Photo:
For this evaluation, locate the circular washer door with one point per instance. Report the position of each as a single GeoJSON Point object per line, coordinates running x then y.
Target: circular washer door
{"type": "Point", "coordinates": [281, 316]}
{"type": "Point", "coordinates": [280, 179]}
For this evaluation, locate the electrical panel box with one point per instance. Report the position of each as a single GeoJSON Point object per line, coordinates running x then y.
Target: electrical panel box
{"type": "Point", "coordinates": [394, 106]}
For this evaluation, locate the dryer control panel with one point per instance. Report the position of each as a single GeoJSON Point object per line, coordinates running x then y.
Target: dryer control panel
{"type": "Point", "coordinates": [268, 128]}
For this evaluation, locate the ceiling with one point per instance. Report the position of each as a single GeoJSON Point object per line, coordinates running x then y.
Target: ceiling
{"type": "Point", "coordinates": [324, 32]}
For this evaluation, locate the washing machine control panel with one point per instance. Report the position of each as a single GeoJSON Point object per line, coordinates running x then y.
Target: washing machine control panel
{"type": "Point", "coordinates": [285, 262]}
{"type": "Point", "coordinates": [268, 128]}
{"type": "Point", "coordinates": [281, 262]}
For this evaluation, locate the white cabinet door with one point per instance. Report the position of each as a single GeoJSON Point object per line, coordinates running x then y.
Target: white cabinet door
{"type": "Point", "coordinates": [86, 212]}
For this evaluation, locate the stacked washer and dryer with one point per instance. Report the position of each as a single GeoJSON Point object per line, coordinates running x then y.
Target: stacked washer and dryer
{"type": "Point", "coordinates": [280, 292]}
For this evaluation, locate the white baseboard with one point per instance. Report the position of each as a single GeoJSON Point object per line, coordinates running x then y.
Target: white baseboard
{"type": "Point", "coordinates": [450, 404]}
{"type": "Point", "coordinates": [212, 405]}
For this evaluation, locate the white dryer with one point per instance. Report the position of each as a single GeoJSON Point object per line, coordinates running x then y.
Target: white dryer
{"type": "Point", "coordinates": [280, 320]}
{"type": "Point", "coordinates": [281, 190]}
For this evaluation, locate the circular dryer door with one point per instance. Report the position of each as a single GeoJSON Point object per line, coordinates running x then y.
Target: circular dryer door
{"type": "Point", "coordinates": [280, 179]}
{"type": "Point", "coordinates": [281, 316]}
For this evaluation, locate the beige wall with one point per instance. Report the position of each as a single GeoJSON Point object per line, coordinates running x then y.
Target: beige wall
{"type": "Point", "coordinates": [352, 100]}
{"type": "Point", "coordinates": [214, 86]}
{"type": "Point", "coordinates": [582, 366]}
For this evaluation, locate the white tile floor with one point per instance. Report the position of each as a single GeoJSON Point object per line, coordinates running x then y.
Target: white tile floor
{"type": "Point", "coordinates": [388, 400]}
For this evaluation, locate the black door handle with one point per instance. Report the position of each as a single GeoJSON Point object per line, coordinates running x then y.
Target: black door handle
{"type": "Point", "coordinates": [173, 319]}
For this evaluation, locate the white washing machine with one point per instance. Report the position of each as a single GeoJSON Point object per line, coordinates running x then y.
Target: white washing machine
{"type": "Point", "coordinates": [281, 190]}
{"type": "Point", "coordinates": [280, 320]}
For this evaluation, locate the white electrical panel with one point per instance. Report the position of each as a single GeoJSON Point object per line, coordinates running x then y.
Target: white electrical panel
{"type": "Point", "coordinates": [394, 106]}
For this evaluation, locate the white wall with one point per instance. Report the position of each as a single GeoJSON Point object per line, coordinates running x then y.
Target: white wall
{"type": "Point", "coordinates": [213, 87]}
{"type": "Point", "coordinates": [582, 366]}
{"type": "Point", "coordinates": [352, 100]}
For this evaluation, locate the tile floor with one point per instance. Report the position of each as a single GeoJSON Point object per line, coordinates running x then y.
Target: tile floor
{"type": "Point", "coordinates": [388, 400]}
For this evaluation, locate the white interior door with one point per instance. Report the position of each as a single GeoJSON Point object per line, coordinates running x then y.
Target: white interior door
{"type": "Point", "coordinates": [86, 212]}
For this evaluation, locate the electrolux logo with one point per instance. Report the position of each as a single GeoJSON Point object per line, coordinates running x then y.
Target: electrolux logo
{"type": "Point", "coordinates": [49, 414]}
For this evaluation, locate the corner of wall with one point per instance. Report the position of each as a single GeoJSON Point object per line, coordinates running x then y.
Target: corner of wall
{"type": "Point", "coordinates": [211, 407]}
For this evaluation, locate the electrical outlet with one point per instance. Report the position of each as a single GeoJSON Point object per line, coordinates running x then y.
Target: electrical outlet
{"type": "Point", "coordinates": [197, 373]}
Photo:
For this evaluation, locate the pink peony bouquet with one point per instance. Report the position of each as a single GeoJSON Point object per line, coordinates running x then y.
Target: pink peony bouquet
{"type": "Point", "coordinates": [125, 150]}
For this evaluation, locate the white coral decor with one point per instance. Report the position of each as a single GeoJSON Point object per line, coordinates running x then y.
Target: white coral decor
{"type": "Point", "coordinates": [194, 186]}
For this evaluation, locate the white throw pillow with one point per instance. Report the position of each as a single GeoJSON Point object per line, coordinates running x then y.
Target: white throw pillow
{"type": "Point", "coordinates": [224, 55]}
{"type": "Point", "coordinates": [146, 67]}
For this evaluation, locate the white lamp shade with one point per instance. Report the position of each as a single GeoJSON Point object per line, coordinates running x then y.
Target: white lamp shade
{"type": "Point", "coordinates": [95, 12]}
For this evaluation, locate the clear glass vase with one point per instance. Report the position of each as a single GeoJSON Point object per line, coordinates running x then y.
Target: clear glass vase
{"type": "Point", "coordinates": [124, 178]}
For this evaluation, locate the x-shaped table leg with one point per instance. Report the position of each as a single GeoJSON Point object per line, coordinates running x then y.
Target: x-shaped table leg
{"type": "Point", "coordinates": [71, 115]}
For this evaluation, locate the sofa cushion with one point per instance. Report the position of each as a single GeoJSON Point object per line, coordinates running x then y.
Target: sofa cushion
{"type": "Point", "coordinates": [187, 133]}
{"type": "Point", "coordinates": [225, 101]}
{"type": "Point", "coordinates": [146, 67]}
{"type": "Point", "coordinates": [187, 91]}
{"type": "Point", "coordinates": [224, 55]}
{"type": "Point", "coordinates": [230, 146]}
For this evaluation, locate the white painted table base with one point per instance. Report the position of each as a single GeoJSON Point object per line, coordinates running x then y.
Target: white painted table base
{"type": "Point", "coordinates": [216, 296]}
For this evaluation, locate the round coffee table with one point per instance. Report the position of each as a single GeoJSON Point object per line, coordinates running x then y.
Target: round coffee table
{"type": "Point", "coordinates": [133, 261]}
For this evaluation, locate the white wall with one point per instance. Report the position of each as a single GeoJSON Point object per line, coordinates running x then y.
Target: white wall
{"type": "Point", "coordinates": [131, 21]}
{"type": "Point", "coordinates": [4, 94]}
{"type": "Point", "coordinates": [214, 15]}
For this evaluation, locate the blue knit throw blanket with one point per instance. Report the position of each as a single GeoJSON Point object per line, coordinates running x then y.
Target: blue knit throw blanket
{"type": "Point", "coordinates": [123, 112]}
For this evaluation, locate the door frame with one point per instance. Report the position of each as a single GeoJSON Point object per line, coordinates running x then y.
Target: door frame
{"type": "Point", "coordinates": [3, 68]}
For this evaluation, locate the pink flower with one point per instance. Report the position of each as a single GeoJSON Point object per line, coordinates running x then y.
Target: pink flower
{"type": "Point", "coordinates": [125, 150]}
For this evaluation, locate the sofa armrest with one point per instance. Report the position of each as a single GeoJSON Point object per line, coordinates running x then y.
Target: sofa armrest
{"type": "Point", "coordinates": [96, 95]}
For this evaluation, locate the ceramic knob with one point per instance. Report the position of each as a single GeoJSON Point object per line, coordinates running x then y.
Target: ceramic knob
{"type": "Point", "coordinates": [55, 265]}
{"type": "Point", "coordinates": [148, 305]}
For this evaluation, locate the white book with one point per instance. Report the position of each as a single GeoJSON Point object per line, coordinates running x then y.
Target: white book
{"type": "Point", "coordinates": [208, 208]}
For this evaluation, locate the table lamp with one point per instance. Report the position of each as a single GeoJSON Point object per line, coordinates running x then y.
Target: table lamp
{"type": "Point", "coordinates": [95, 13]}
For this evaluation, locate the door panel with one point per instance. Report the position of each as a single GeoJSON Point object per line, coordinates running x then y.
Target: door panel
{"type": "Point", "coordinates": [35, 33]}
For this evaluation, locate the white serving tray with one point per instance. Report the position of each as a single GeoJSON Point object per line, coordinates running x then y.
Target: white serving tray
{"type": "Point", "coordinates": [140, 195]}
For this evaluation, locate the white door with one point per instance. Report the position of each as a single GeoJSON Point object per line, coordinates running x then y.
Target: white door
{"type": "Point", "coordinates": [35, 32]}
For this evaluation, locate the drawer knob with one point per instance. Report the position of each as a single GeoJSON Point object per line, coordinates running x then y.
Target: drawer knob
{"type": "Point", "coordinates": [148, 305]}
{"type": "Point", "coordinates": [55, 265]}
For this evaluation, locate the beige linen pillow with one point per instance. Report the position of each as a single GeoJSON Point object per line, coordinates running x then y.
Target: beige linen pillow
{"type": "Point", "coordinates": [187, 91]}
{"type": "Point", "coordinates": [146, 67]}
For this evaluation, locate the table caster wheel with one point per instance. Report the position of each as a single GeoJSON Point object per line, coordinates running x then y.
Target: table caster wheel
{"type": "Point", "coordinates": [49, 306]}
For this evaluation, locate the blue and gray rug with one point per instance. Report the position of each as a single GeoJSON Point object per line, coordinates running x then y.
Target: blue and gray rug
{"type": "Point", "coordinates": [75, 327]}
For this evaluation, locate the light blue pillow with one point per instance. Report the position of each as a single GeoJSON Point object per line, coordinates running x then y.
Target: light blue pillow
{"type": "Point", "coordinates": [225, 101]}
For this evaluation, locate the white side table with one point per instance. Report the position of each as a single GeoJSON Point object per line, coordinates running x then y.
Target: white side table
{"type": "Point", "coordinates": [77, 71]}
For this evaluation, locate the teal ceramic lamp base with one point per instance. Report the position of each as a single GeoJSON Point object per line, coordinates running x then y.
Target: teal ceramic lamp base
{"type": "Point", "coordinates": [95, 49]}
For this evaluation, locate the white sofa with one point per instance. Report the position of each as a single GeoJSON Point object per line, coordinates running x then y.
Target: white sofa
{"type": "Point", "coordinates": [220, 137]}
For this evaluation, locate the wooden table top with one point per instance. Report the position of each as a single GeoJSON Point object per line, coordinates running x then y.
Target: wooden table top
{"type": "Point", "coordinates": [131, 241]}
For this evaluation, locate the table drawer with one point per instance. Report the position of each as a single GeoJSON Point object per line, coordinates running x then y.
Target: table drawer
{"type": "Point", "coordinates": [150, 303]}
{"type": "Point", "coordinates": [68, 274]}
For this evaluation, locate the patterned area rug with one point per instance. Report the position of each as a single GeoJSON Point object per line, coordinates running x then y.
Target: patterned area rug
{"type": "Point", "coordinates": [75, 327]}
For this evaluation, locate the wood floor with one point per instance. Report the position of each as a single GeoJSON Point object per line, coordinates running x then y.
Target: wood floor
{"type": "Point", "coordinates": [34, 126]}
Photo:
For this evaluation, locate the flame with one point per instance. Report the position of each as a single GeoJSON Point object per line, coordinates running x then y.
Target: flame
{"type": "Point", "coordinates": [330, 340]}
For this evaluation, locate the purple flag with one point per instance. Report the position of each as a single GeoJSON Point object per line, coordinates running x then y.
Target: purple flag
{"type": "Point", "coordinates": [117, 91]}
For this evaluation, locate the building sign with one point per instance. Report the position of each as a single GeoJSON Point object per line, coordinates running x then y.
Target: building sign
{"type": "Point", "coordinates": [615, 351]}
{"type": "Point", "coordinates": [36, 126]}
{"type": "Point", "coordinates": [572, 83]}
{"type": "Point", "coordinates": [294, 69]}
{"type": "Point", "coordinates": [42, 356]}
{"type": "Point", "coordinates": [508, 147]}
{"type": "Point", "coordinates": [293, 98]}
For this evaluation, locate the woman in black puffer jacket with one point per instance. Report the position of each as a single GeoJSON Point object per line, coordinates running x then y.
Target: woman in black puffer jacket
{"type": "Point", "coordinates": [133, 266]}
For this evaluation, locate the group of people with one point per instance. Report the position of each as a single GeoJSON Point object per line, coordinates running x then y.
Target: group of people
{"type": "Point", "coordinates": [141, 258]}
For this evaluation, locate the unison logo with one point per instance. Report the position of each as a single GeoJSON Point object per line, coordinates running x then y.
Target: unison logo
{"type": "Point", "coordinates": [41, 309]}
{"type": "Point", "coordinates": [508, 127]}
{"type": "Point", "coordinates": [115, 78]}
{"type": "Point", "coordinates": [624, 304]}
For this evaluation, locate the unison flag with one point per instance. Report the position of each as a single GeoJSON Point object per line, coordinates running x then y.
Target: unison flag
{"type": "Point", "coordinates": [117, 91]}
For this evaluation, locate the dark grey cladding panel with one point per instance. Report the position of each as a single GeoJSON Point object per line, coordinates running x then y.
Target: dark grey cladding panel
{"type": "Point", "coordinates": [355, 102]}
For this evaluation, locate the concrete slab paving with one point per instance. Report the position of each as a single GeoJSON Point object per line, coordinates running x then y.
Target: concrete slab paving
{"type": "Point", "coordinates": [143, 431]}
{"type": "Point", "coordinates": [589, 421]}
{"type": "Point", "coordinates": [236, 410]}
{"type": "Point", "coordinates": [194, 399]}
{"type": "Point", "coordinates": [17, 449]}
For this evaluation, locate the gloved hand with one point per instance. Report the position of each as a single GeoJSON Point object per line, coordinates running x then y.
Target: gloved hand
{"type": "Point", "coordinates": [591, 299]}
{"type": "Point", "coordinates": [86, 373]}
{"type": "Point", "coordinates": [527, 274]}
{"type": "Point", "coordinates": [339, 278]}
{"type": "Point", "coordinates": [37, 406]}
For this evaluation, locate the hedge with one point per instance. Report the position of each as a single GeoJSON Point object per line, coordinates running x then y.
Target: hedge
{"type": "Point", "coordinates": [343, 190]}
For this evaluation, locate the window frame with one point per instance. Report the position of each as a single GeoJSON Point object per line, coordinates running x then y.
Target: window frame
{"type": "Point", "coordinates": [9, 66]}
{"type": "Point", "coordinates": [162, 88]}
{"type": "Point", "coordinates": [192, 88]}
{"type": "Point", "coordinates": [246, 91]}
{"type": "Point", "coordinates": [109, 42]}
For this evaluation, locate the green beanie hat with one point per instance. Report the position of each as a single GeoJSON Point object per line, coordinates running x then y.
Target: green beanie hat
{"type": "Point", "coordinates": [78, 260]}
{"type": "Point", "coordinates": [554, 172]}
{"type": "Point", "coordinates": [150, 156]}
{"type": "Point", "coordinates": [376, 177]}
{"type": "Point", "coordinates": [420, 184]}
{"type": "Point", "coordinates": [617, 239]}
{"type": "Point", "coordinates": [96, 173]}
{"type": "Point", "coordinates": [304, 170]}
********************
**TASK TO COMPLETE**
In the records above, locate the line that contains "For this evaluation, locate the gloved". Repeat it and every line after it, exactly, and nothing else.

**ANSWER IN FULL**
For this evaluation, locate the gloved hand with one point per instance. Report the position of each as a single GeoJSON Point object per line, coordinates running x then y.
Target: gloved hand
{"type": "Point", "coordinates": [591, 299]}
{"type": "Point", "coordinates": [86, 373]}
{"type": "Point", "coordinates": [527, 274]}
{"type": "Point", "coordinates": [339, 278]}
{"type": "Point", "coordinates": [37, 406]}
For this evaluation, locate the hedge with one point per instance. Report the position of each as a single GeoJSON Point object per line, coordinates running x then y.
Target: hedge
{"type": "Point", "coordinates": [343, 190]}
For this evaluation, locate the window frame with one point per instance. Report the position of each as a single GeoJSON Point object per line, coordinates running x then y.
Target: window frame
{"type": "Point", "coordinates": [9, 66]}
{"type": "Point", "coordinates": [162, 88]}
{"type": "Point", "coordinates": [192, 88]}
{"type": "Point", "coordinates": [246, 91]}
{"type": "Point", "coordinates": [109, 42]}
For this evaluation, locate the green beanie hat with one point per instance. Report the position of each as a single GeoJSON Point object per line, coordinates running x then y.
Target: green beanie hat
{"type": "Point", "coordinates": [78, 260]}
{"type": "Point", "coordinates": [554, 172]}
{"type": "Point", "coordinates": [150, 156]}
{"type": "Point", "coordinates": [376, 177]}
{"type": "Point", "coordinates": [420, 184]}
{"type": "Point", "coordinates": [617, 239]}
{"type": "Point", "coordinates": [96, 173]}
{"type": "Point", "coordinates": [304, 170]}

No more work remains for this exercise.